Aim:
Quote exactly, and only, the lines from the one with "[locate] van front" through the end of the listing.

Excerpts from point annotation data:
***

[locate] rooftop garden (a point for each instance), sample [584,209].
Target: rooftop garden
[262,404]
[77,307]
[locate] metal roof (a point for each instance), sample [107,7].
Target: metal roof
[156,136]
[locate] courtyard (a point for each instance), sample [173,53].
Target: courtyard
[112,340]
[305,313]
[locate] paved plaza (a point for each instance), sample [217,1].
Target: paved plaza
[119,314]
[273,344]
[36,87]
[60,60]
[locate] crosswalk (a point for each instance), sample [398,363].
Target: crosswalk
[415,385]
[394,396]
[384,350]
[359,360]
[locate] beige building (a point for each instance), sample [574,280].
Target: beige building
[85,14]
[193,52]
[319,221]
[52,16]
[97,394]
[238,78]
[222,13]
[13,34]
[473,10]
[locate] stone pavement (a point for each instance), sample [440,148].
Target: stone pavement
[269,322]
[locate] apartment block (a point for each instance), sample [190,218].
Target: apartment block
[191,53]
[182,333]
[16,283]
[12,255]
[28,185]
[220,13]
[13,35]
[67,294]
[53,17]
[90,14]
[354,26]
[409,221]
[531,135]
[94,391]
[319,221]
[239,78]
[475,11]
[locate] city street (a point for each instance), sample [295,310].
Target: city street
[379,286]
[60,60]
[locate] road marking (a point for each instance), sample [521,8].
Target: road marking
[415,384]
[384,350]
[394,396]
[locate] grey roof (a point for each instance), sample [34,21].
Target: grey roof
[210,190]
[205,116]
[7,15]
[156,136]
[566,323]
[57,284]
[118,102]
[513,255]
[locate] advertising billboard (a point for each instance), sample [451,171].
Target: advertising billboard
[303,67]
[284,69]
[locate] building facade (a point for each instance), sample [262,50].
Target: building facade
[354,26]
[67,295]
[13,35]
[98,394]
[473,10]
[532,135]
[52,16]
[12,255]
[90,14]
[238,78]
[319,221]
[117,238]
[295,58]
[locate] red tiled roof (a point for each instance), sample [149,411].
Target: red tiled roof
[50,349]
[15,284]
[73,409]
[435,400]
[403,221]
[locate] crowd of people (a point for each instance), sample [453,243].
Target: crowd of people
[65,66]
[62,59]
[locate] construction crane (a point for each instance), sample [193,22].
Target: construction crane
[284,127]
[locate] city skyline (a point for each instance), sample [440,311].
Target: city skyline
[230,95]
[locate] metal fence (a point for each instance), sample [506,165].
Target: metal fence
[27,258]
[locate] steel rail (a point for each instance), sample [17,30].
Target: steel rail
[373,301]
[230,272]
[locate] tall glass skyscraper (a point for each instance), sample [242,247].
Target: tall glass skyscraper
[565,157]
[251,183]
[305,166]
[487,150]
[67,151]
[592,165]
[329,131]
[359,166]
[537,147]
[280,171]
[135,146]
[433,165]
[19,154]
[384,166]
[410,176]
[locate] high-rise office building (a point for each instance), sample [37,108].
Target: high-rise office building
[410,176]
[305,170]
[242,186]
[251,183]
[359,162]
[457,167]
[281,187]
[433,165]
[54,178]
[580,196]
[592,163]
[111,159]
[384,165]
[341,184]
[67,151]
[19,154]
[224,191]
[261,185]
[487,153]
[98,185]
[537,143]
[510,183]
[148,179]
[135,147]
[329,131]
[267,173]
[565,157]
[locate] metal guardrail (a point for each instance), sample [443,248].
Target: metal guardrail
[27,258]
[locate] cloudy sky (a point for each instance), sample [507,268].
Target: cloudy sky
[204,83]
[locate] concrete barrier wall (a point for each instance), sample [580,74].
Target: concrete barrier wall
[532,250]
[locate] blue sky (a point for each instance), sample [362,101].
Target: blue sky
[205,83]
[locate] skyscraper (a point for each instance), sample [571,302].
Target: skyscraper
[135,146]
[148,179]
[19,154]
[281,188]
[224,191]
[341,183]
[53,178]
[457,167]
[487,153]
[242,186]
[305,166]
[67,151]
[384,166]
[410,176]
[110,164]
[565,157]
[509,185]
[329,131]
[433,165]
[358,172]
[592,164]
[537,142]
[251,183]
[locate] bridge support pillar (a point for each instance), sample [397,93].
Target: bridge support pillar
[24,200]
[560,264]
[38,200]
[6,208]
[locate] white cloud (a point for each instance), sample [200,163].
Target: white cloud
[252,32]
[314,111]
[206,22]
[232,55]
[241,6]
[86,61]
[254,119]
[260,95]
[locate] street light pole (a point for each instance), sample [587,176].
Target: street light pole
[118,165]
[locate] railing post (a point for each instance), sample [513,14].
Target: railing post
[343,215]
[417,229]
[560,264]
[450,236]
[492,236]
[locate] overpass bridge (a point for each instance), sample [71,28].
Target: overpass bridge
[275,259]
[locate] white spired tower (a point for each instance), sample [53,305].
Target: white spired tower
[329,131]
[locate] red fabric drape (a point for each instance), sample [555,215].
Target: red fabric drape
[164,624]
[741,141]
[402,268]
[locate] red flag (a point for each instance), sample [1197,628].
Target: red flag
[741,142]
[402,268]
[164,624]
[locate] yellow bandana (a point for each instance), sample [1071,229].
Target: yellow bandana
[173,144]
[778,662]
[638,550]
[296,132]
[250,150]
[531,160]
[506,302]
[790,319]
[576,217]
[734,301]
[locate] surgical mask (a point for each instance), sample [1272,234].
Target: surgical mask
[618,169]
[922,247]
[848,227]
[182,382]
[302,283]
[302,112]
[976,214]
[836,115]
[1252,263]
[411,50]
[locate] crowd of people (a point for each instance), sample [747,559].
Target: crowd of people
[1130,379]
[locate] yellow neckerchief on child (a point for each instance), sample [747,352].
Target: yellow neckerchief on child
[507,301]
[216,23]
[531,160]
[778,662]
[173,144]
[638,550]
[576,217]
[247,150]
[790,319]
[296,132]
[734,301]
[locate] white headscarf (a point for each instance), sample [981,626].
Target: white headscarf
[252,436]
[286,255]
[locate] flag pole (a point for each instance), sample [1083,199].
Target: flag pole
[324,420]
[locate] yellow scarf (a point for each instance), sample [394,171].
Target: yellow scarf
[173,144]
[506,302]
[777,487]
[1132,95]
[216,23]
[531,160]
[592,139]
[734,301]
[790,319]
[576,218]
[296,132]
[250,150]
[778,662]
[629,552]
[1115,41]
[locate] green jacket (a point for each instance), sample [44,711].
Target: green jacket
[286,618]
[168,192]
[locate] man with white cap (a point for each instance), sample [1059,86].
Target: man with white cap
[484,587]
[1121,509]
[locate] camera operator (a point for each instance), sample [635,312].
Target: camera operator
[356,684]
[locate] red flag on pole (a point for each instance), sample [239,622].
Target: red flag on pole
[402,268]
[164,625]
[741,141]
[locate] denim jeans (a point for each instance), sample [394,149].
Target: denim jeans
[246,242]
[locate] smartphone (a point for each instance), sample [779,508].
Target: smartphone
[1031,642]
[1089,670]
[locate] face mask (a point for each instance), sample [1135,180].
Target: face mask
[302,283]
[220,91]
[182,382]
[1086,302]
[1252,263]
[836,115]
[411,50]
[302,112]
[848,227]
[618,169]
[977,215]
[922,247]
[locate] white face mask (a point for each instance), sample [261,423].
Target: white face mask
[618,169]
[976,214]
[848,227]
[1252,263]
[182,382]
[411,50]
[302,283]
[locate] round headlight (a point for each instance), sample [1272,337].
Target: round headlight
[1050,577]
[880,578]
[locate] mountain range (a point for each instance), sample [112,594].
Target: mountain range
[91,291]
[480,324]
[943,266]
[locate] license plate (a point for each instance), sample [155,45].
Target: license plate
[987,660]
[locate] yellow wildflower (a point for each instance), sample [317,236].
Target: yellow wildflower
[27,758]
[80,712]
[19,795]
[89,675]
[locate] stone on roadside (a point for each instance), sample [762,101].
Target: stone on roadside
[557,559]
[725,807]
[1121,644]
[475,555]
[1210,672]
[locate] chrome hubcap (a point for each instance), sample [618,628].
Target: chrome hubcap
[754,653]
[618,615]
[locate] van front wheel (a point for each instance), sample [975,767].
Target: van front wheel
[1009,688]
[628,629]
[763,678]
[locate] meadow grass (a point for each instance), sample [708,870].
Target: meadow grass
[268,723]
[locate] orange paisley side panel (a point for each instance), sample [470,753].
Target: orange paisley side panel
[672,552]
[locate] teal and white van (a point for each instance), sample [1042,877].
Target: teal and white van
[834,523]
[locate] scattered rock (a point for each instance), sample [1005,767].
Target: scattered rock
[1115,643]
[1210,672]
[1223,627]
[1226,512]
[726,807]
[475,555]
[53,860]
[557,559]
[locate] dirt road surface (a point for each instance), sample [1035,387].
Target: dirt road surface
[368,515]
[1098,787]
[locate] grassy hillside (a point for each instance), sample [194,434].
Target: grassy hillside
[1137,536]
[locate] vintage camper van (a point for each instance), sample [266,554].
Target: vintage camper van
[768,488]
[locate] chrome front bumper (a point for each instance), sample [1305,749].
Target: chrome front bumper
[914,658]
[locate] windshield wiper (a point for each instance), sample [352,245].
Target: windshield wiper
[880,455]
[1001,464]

***

Result:
[locate] van front wheel (a point for each instance), sample [975,767].
Target: van front wheel
[1009,688]
[628,629]
[763,678]
[locate] meadow grass (a point for each instance), sample [708,870].
Target: meadow grass
[268,723]
[locate] orange paisley side panel (a point for each instance), sample [470,753].
Target: orange paisley side panel
[672,552]
[locate] teal and white van (a point for each instance), sample [1042,877].
Target: teal and white van
[834,523]
[locate] scattered rock (a point for each instance), sample [1005,767].
Target: scattered rock
[1115,643]
[1210,672]
[1223,627]
[1226,512]
[726,807]
[475,555]
[53,860]
[557,559]
[locate] dirt road surface (a point for each instance), sample [1035,387].
Target: dirt road surface
[368,515]
[1098,787]
[locate] grassy hillside (a point for each instance), sample [194,434].
Target: grassy hillside
[1137,536]
[locate] vintage camper van (a point for each instance), sample [266,554].
Target: vintage camper van
[768,488]
[locate] chrome front bumper (a point for each instance), sample [1305,749].
Target: chrome front bumper
[914,658]
[locate] windshield wiper (a point for each instance), sample [352,245].
Target: windshield wiper
[880,455]
[1001,464]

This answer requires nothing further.